(A run of rows)

┌──

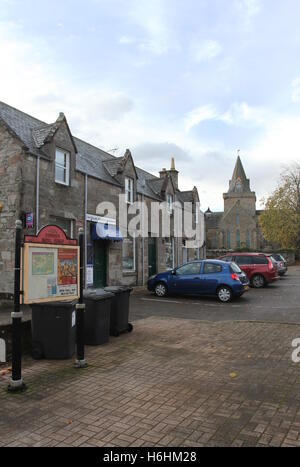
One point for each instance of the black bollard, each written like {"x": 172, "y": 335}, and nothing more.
{"x": 80, "y": 310}
{"x": 16, "y": 382}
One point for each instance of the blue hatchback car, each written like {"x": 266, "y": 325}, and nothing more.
{"x": 207, "y": 277}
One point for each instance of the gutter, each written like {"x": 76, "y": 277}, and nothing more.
{"x": 37, "y": 201}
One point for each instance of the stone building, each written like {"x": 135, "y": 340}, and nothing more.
{"x": 237, "y": 226}
{"x": 48, "y": 176}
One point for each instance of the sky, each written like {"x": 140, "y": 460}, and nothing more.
{"x": 192, "y": 79}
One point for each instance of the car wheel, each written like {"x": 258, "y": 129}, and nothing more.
{"x": 258, "y": 281}
{"x": 160, "y": 290}
{"x": 224, "y": 294}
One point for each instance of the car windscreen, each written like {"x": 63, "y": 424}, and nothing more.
{"x": 235, "y": 269}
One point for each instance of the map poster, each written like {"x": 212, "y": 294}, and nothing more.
{"x": 50, "y": 273}
{"x": 67, "y": 271}
{"x": 42, "y": 263}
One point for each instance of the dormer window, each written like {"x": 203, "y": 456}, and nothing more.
{"x": 129, "y": 190}
{"x": 62, "y": 167}
{"x": 169, "y": 204}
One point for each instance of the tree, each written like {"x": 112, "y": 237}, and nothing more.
{"x": 280, "y": 222}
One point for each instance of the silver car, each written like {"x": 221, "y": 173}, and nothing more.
{"x": 281, "y": 263}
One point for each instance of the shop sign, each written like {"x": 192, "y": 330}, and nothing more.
{"x": 51, "y": 267}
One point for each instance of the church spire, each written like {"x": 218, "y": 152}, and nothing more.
{"x": 239, "y": 182}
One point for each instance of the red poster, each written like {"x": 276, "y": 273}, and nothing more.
{"x": 67, "y": 267}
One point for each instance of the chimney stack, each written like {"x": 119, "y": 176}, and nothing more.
{"x": 174, "y": 173}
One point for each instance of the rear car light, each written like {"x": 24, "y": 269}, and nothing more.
{"x": 235, "y": 277}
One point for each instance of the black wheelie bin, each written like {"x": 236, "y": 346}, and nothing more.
{"x": 119, "y": 315}
{"x": 97, "y": 316}
{"x": 53, "y": 327}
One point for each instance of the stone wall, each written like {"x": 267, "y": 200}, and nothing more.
{"x": 11, "y": 190}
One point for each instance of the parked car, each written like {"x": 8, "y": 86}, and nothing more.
{"x": 260, "y": 269}
{"x": 281, "y": 263}
{"x": 207, "y": 277}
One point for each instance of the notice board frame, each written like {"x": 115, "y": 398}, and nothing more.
{"x": 57, "y": 240}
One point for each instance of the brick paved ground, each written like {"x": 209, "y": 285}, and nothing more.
{"x": 166, "y": 384}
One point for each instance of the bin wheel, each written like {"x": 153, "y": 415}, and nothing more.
{"x": 37, "y": 351}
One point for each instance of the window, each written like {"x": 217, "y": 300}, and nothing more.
{"x": 228, "y": 259}
{"x": 128, "y": 255}
{"x": 248, "y": 239}
{"x": 189, "y": 269}
{"x": 228, "y": 240}
{"x": 62, "y": 167}
{"x": 260, "y": 260}
{"x": 65, "y": 224}
{"x": 169, "y": 244}
{"x": 244, "y": 260}
{"x": 129, "y": 190}
{"x": 238, "y": 239}
{"x": 211, "y": 268}
{"x": 235, "y": 269}
{"x": 169, "y": 204}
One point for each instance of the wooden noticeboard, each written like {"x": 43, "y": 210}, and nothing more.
{"x": 51, "y": 267}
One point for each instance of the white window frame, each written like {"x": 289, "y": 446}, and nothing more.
{"x": 65, "y": 167}
{"x": 129, "y": 188}
{"x": 134, "y": 256}
{"x": 169, "y": 203}
{"x": 197, "y": 215}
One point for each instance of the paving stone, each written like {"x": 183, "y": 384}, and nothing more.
{"x": 166, "y": 384}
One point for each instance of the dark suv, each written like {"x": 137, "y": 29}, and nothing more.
{"x": 261, "y": 269}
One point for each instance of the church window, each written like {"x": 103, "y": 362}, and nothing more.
{"x": 238, "y": 239}
{"x": 248, "y": 238}
{"x": 228, "y": 240}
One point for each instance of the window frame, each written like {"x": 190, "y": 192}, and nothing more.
{"x": 133, "y": 270}
{"x": 212, "y": 264}
{"x": 129, "y": 190}
{"x": 65, "y": 167}
{"x": 169, "y": 204}
{"x": 198, "y": 263}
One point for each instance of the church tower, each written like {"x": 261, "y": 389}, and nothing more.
{"x": 239, "y": 221}
{"x": 239, "y": 191}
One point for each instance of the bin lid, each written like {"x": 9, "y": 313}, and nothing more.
{"x": 62, "y": 304}
{"x": 97, "y": 294}
{"x": 118, "y": 289}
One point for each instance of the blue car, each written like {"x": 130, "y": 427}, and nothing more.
{"x": 207, "y": 277}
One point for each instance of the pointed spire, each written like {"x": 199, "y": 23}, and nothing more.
{"x": 239, "y": 181}
{"x": 173, "y": 164}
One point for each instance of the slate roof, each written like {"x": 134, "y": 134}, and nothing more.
{"x": 22, "y": 125}
{"x": 186, "y": 196}
{"x": 213, "y": 219}
{"x": 156, "y": 185}
{"x": 90, "y": 160}
{"x": 143, "y": 185}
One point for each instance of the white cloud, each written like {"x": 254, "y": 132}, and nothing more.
{"x": 296, "y": 90}
{"x": 242, "y": 114}
{"x": 126, "y": 40}
{"x": 152, "y": 18}
{"x": 199, "y": 115}
{"x": 248, "y": 10}
{"x": 206, "y": 50}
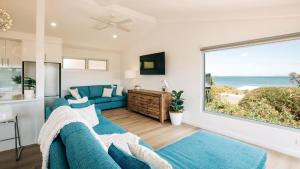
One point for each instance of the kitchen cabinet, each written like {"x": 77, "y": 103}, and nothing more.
{"x": 10, "y": 53}
{"x": 2, "y": 52}
{"x": 53, "y": 51}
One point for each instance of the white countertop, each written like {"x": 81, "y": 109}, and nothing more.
{"x": 16, "y": 99}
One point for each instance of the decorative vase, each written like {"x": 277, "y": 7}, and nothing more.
{"x": 28, "y": 94}
{"x": 176, "y": 118}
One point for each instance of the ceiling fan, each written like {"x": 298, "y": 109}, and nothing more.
{"x": 109, "y": 22}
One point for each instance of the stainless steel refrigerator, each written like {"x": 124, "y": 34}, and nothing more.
{"x": 52, "y": 79}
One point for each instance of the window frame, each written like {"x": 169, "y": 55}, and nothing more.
{"x": 248, "y": 43}
{"x": 63, "y": 64}
{"x": 91, "y": 59}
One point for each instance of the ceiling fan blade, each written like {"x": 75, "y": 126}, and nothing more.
{"x": 100, "y": 28}
{"x": 124, "y": 21}
{"x": 123, "y": 28}
{"x": 100, "y": 20}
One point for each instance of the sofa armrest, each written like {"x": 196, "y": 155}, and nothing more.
{"x": 83, "y": 150}
{"x": 67, "y": 97}
{"x": 125, "y": 94}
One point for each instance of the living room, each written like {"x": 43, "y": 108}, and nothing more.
{"x": 117, "y": 34}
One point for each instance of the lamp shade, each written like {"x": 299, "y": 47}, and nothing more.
{"x": 130, "y": 74}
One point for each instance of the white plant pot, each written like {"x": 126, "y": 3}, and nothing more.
{"x": 28, "y": 94}
{"x": 176, "y": 118}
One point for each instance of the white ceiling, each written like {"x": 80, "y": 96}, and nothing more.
{"x": 75, "y": 27}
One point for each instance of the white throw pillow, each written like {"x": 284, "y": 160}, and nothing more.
{"x": 107, "y": 92}
{"x": 119, "y": 90}
{"x": 75, "y": 93}
{"x": 89, "y": 115}
{"x": 149, "y": 156}
{"x": 78, "y": 101}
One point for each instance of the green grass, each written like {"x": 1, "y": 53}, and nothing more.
{"x": 277, "y": 105}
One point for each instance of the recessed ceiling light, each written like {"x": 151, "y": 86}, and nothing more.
{"x": 53, "y": 24}
{"x": 115, "y": 36}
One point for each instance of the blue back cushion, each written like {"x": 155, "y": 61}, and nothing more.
{"x": 83, "y": 150}
{"x": 83, "y": 90}
{"x": 59, "y": 102}
{"x": 80, "y": 105}
{"x": 114, "y": 93}
{"x": 97, "y": 90}
{"x": 125, "y": 160}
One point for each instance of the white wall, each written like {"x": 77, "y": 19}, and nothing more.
{"x": 91, "y": 77}
{"x": 184, "y": 70}
{"x": 31, "y": 118}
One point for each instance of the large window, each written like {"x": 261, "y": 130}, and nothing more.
{"x": 260, "y": 82}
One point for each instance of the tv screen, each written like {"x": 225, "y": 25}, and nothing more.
{"x": 153, "y": 64}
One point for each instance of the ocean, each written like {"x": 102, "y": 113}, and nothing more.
{"x": 255, "y": 81}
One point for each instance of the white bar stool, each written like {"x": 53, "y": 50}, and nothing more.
{"x": 7, "y": 116}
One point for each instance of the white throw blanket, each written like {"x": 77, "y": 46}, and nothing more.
{"x": 59, "y": 118}
{"x": 119, "y": 140}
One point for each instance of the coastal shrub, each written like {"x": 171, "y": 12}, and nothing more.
{"x": 281, "y": 99}
{"x": 259, "y": 111}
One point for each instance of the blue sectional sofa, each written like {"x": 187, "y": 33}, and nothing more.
{"x": 94, "y": 93}
{"x": 76, "y": 148}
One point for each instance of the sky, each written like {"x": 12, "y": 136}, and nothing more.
{"x": 274, "y": 59}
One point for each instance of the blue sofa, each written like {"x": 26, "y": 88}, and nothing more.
{"x": 94, "y": 93}
{"x": 76, "y": 148}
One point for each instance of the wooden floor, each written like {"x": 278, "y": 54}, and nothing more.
{"x": 154, "y": 133}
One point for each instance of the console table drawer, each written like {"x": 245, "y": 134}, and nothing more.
{"x": 152, "y": 103}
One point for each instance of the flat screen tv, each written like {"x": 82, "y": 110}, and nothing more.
{"x": 153, "y": 64}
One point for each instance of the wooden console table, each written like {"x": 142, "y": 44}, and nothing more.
{"x": 151, "y": 103}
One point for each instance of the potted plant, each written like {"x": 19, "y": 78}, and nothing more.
{"x": 176, "y": 107}
{"x": 29, "y": 87}
{"x": 17, "y": 79}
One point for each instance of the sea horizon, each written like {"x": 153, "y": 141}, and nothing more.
{"x": 253, "y": 81}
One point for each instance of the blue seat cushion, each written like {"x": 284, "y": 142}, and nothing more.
{"x": 125, "y": 160}
{"x": 207, "y": 150}
{"x": 81, "y": 105}
{"x": 57, "y": 156}
{"x": 92, "y": 101}
{"x": 83, "y": 90}
{"x": 118, "y": 98}
{"x": 83, "y": 150}
{"x": 96, "y": 91}
{"x": 102, "y": 100}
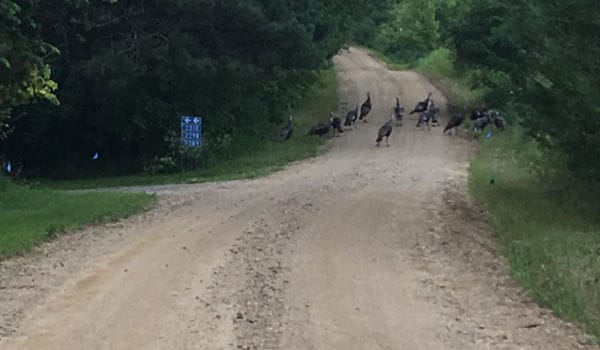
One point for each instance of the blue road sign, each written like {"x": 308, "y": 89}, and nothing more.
{"x": 191, "y": 131}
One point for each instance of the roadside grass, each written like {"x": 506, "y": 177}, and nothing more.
{"x": 30, "y": 216}
{"x": 549, "y": 227}
{"x": 439, "y": 68}
{"x": 265, "y": 158}
{"x": 548, "y": 224}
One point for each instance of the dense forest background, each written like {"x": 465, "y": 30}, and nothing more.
{"x": 113, "y": 76}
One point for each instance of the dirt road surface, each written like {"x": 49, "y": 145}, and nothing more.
{"x": 361, "y": 248}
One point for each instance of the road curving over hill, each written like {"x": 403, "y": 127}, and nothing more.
{"x": 360, "y": 248}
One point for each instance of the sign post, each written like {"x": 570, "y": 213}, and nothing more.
{"x": 191, "y": 131}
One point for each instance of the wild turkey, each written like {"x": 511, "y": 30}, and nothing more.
{"x": 385, "y": 131}
{"x": 454, "y": 123}
{"x": 433, "y": 112}
{"x": 287, "y": 131}
{"x": 336, "y": 124}
{"x": 365, "y": 109}
{"x": 481, "y": 123}
{"x": 319, "y": 129}
{"x": 398, "y": 110}
{"x": 423, "y": 119}
{"x": 351, "y": 117}
{"x": 422, "y": 106}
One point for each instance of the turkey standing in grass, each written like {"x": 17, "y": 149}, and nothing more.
{"x": 398, "y": 110}
{"x": 351, "y": 117}
{"x": 287, "y": 131}
{"x": 365, "y": 109}
{"x": 454, "y": 123}
{"x": 320, "y": 129}
{"x": 336, "y": 124}
{"x": 385, "y": 131}
{"x": 422, "y": 106}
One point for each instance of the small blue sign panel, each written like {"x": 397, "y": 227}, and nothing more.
{"x": 191, "y": 131}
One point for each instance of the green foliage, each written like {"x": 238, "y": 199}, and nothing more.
{"x": 255, "y": 158}
{"x": 412, "y": 32}
{"x": 540, "y": 57}
{"x": 30, "y": 216}
{"x": 128, "y": 70}
{"x": 547, "y": 223}
{"x": 24, "y": 77}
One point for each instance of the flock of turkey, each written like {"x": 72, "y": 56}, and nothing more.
{"x": 427, "y": 114}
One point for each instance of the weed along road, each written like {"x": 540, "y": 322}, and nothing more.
{"x": 362, "y": 248}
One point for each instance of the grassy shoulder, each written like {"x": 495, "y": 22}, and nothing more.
{"x": 549, "y": 234}
{"x": 30, "y": 216}
{"x": 548, "y": 224}
{"x": 265, "y": 158}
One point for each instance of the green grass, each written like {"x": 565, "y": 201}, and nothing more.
{"x": 265, "y": 158}
{"x": 38, "y": 212}
{"x": 30, "y": 216}
{"x": 439, "y": 67}
{"x": 548, "y": 225}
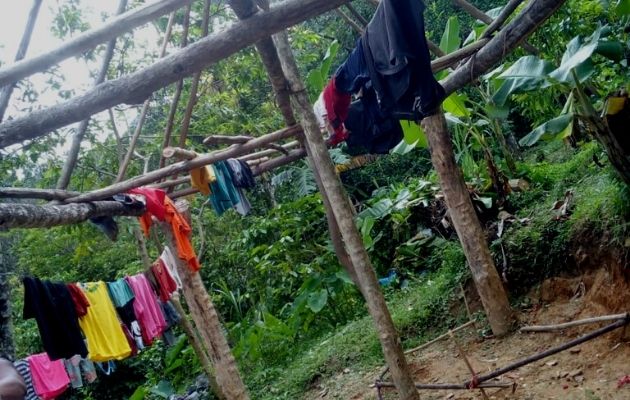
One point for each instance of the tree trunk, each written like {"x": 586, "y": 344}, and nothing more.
{"x": 209, "y": 326}
{"x": 332, "y": 188}
{"x": 5, "y": 94}
{"x": 77, "y": 138}
{"x": 88, "y": 40}
{"x": 138, "y": 86}
{"x": 467, "y": 226}
{"x": 13, "y": 215}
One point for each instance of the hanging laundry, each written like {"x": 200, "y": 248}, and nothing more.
{"x": 154, "y": 206}
{"x": 79, "y": 368}
{"x": 181, "y": 231}
{"x": 105, "y": 338}
{"x": 201, "y": 178}
{"x": 52, "y": 307}
{"x": 224, "y": 194}
{"x": 172, "y": 318}
{"x": 147, "y": 308}
{"x": 81, "y": 302}
{"x": 166, "y": 284}
{"x": 49, "y": 377}
{"x": 170, "y": 263}
{"x": 391, "y": 58}
{"x": 22, "y": 367}
{"x": 241, "y": 173}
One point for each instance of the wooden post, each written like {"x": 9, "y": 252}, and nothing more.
{"x": 73, "y": 154}
{"x": 467, "y": 226}
{"x": 208, "y": 324}
{"x": 331, "y": 188}
{"x": 197, "y": 346}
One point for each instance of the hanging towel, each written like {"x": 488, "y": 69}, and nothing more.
{"x": 21, "y": 366}
{"x": 166, "y": 284}
{"x": 201, "y": 178}
{"x": 105, "y": 338}
{"x": 52, "y": 307}
{"x": 168, "y": 260}
{"x": 147, "y": 308}
{"x": 78, "y": 368}
{"x": 181, "y": 231}
{"x": 49, "y": 377}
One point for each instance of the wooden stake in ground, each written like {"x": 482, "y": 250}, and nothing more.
{"x": 467, "y": 226}
{"x": 332, "y": 188}
{"x": 5, "y": 94}
{"x": 208, "y": 324}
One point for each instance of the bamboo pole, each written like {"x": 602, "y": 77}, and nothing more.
{"x": 331, "y": 188}
{"x": 559, "y": 327}
{"x": 122, "y": 169}
{"x": 467, "y": 226}
{"x": 185, "y": 166}
{"x": 138, "y": 86}
{"x": 208, "y": 323}
{"x": 89, "y": 39}
{"x": 5, "y": 93}
{"x": 73, "y": 154}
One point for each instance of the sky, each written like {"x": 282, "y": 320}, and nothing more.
{"x": 76, "y": 71}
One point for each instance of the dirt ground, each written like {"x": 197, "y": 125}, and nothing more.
{"x": 590, "y": 371}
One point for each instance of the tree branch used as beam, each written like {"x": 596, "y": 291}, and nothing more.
{"x": 185, "y": 166}
{"x": 526, "y": 22}
{"x": 141, "y": 84}
{"x": 73, "y": 154}
{"x": 90, "y": 39}
{"x": 13, "y": 215}
{"x": 5, "y": 94}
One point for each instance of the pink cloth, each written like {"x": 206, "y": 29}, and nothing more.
{"x": 50, "y": 378}
{"x": 147, "y": 308}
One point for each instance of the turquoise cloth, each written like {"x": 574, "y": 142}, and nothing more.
{"x": 224, "y": 194}
{"x": 120, "y": 292}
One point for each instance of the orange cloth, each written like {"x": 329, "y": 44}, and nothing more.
{"x": 181, "y": 232}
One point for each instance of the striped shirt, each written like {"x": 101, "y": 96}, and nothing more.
{"x": 23, "y": 369}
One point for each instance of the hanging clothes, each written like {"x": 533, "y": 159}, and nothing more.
{"x": 165, "y": 282}
{"x": 105, "y": 338}
{"x": 392, "y": 58}
{"x": 81, "y": 302}
{"x": 52, "y": 307}
{"x": 147, "y": 308}
{"x": 170, "y": 263}
{"x": 181, "y": 232}
{"x": 172, "y": 318}
{"x": 154, "y": 206}
{"x": 79, "y": 368}
{"x": 224, "y": 194}
{"x": 22, "y": 367}
{"x": 49, "y": 377}
{"x": 201, "y": 178}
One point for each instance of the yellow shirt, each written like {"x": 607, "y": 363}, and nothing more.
{"x": 105, "y": 338}
{"x": 200, "y": 179}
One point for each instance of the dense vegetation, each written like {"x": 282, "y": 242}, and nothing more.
{"x": 291, "y": 313}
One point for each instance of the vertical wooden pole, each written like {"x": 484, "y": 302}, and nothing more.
{"x": 208, "y": 324}
{"x": 467, "y": 226}
{"x": 331, "y": 187}
{"x": 197, "y": 346}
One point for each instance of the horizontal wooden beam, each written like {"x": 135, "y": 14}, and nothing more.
{"x": 89, "y": 39}
{"x": 185, "y": 166}
{"x": 29, "y": 193}
{"x": 137, "y": 87}
{"x": 18, "y": 215}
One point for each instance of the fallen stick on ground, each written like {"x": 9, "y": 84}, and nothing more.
{"x": 558, "y": 327}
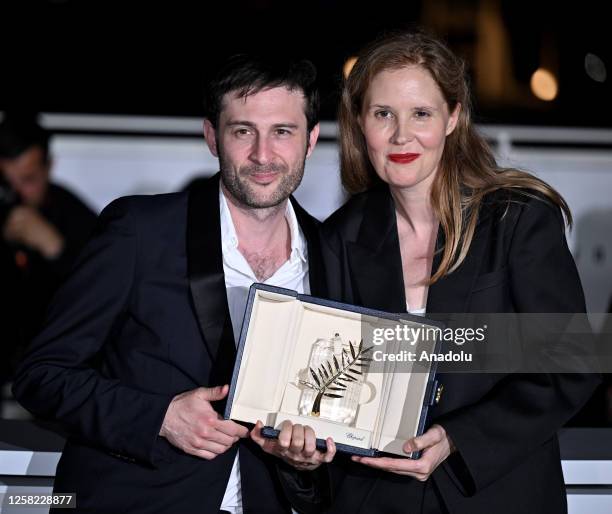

└──

What is required »
Turn the lines from the one containing "One point for each instance of the dense vegetation, each" through the end of the rows, both included, into a JSON list of strings, one string per line, with blank lines and pictures left out.

Finished answer »
[
  "One point for each instance of the dense vegetation, each written like {\"x\": 282, \"y\": 242}, and nothing more.",
  "{\"x\": 291, \"y\": 313}",
  "One point for each instance of the vertical wooden pole, each written like {\"x\": 484, \"y\": 302}, and nothing more.",
  "{\"x\": 208, \"y\": 324}",
  "{\"x\": 467, \"y\": 226}",
  "{\"x\": 331, \"y\": 187}",
  "{\"x\": 197, \"y\": 346}",
  "One point for each instance of the horizontal wooden beam, each written like {\"x\": 135, \"y\": 14}, and nothing more.",
  "{\"x\": 89, \"y\": 39}",
  "{\"x\": 185, \"y\": 166}",
  "{\"x\": 29, \"y\": 193}",
  "{\"x\": 137, \"y\": 87}",
  "{\"x\": 18, \"y\": 215}",
  "One point for each instance of the fallen stick on ground, each written like {\"x\": 9, \"y\": 84}, and nothing more.",
  "{\"x\": 558, \"y\": 327}"
]